• DATA SECTION

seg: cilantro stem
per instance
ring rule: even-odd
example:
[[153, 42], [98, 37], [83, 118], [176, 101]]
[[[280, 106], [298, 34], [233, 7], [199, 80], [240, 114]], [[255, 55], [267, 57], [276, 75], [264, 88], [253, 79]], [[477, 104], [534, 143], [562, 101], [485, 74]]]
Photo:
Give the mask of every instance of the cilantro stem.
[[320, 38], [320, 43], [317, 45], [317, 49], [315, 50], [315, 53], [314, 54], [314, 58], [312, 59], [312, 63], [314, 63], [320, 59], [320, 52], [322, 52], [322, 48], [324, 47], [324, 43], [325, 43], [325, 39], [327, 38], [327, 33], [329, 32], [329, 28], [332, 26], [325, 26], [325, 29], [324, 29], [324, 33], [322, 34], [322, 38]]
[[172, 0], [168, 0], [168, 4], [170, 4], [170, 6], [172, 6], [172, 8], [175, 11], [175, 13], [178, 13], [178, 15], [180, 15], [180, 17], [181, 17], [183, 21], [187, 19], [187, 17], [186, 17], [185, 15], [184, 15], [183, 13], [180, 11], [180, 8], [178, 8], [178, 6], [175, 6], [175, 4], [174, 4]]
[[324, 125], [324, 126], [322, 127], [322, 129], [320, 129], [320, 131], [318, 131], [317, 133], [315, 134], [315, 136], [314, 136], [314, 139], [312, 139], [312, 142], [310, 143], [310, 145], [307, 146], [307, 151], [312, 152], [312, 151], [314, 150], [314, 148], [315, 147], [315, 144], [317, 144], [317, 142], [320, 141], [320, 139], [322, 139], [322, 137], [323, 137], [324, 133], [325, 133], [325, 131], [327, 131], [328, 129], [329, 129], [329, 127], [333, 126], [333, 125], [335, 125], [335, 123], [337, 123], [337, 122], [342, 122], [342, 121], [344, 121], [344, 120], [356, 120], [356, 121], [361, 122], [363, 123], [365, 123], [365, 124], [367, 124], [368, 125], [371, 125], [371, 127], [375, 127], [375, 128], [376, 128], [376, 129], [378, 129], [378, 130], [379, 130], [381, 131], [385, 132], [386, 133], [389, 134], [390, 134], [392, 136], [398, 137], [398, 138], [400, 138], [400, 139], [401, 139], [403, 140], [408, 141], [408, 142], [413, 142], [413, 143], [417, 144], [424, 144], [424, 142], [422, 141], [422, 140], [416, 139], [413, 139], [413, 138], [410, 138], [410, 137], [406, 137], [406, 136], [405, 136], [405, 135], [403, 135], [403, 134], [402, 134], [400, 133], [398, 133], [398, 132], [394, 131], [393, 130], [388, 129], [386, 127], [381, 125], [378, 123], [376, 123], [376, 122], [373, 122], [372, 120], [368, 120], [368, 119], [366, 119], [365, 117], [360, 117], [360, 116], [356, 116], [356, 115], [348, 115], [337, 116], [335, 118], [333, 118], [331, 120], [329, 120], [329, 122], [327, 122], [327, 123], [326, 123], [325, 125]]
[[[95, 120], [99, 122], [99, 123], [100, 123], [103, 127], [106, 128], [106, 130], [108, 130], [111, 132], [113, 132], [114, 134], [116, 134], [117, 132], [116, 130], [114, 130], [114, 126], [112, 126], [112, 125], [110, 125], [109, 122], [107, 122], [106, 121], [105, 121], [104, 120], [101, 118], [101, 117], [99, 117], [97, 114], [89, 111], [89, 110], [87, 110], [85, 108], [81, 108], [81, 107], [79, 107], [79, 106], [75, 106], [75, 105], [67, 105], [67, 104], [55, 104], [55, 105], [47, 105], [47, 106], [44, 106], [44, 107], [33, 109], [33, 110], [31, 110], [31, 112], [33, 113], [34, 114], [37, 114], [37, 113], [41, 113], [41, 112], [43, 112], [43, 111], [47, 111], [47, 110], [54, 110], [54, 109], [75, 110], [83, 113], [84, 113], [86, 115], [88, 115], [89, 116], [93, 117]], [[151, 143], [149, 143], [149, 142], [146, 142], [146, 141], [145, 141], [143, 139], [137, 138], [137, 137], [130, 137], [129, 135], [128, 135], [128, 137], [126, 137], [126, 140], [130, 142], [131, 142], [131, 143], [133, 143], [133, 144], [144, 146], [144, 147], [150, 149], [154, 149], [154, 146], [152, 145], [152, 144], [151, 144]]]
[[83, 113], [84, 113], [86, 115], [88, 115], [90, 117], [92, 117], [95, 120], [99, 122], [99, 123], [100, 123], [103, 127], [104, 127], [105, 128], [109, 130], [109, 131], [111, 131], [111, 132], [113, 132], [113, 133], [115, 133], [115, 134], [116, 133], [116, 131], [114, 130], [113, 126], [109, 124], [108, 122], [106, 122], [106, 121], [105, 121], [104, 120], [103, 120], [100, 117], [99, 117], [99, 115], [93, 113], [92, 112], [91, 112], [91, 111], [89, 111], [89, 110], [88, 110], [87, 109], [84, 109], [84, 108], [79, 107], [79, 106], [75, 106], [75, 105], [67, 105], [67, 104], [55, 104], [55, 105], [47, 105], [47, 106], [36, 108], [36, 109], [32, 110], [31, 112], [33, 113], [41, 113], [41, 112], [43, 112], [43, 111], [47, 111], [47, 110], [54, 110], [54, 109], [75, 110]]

• GOAL
Rewrite the lines above, replacing every occurrence of "cilantro stem" with "coriander stem" and keeping everything else unchanged.

• THE OUTPUT
seg: coriander stem
per instance
ring rule: even-odd
example:
[[153, 42], [98, 37], [83, 118], [176, 101]]
[[[280, 106], [298, 34], [233, 7], [199, 80], [240, 114]], [[255, 55], [267, 57], [276, 75], [264, 88], [253, 79]], [[477, 104], [534, 143], [562, 101], [485, 74]]]
Photo:
Give the mask of every instance of the coriander stem.
[[320, 38], [320, 43], [317, 45], [317, 49], [315, 50], [315, 53], [314, 54], [314, 58], [312, 59], [312, 63], [314, 63], [320, 59], [320, 52], [322, 52], [322, 48], [324, 47], [324, 43], [325, 43], [325, 39], [327, 38], [327, 33], [329, 32], [329, 28], [332, 26], [325, 26], [325, 29], [324, 29], [324, 33], [322, 34], [322, 38]]
[[172, 0], [168, 0], [168, 4], [170, 4], [170, 6], [172, 6], [172, 8], [175, 11], [175, 13], [178, 13], [178, 15], [180, 15], [180, 17], [181, 17], [183, 21], [187, 19], [187, 17], [186, 17], [185, 15], [184, 15], [183, 13], [180, 11], [180, 8], [178, 8], [178, 6], [175, 6], [175, 4], [174, 4]]
[[324, 125], [324, 126], [322, 127], [322, 129], [320, 129], [320, 131], [318, 131], [317, 133], [315, 134], [315, 136], [314, 136], [314, 139], [312, 139], [312, 142], [310, 143], [310, 145], [307, 146], [307, 151], [312, 152], [312, 151], [314, 150], [314, 148], [315, 147], [315, 144], [317, 144], [317, 142], [320, 141], [320, 139], [322, 139], [322, 137], [323, 137], [324, 133], [325, 133], [325, 131], [327, 131], [328, 129], [329, 129], [329, 127], [333, 126], [333, 125], [335, 125], [335, 123], [337, 123], [337, 122], [342, 122], [342, 121], [344, 121], [344, 120], [356, 120], [356, 121], [361, 122], [363, 123], [365, 123], [365, 124], [367, 124], [368, 125], [371, 125], [371, 127], [375, 127], [375, 128], [376, 128], [376, 129], [378, 129], [378, 130], [379, 130], [381, 131], [385, 132], [386, 133], [389, 134], [390, 134], [392, 136], [398, 137], [398, 138], [400, 138], [400, 139], [401, 139], [403, 140], [408, 141], [408, 142], [413, 142], [413, 143], [417, 144], [424, 144], [424, 142], [422, 141], [422, 140], [416, 139], [413, 139], [413, 138], [410, 138], [410, 137], [406, 137], [406, 136], [405, 136], [405, 135], [403, 135], [403, 134], [402, 134], [400, 133], [398, 133], [398, 132], [394, 131], [393, 130], [388, 129], [386, 127], [381, 125], [378, 123], [376, 123], [376, 122], [373, 122], [372, 120], [368, 120], [368, 119], [366, 119], [365, 117], [360, 117], [360, 116], [356, 116], [356, 115], [348, 115], [337, 116], [335, 118], [333, 118], [331, 120], [329, 120], [329, 122], [327, 122], [327, 123], [326, 123], [325, 125]]
[[[95, 120], [99, 122], [99, 123], [100, 123], [103, 127], [106, 128], [106, 130], [108, 130], [111, 132], [113, 132], [114, 134], [116, 134], [117, 132], [116, 130], [114, 130], [114, 126], [112, 126], [112, 125], [110, 125], [109, 122], [107, 122], [106, 121], [105, 121], [104, 120], [101, 118], [101, 117], [99, 117], [97, 114], [89, 111], [89, 110], [87, 110], [85, 108], [81, 108], [81, 107], [79, 107], [79, 106], [75, 106], [75, 105], [67, 105], [67, 104], [55, 104], [55, 105], [47, 105], [47, 106], [44, 106], [44, 107], [33, 109], [33, 110], [31, 110], [31, 112], [33, 113], [34, 114], [37, 114], [37, 113], [41, 113], [41, 112], [43, 112], [43, 111], [47, 111], [47, 110], [54, 110], [54, 109], [75, 110], [83, 113], [84, 113], [86, 115], [88, 115], [89, 116], [93, 117]], [[151, 143], [149, 143], [149, 142], [146, 142], [146, 141], [145, 141], [143, 139], [137, 138], [137, 137], [130, 137], [129, 135], [128, 135], [128, 137], [126, 137], [126, 140], [130, 142], [131, 142], [131, 143], [133, 143], [133, 144], [144, 146], [144, 147], [150, 149], [154, 149], [154, 146], [152, 145], [152, 144], [151, 144]]]
[[83, 113], [84, 113], [86, 115], [88, 115], [90, 117], [92, 117], [95, 120], [99, 122], [99, 123], [100, 123], [103, 127], [104, 127], [105, 128], [109, 130], [109, 131], [111, 131], [111, 132], [113, 132], [113, 133], [115, 133], [115, 134], [116, 133], [116, 131], [114, 130], [113, 126], [109, 124], [108, 122], [106, 122], [106, 121], [105, 121], [104, 120], [103, 120], [100, 117], [99, 117], [99, 115], [93, 113], [92, 112], [91, 112], [91, 111], [89, 111], [89, 110], [88, 110], [87, 109], [84, 109], [84, 108], [79, 107], [79, 106], [75, 106], [75, 105], [67, 105], [67, 104], [55, 104], [55, 105], [47, 105], [47, 106], [36, 108], [36, 109], [32, 110], [31, 112], [33, 113], [41, 113], [41, 112], [43, 112], [43, 111], [47, 111], [47, 110], [54, 110], [54, 109], [75, 110]]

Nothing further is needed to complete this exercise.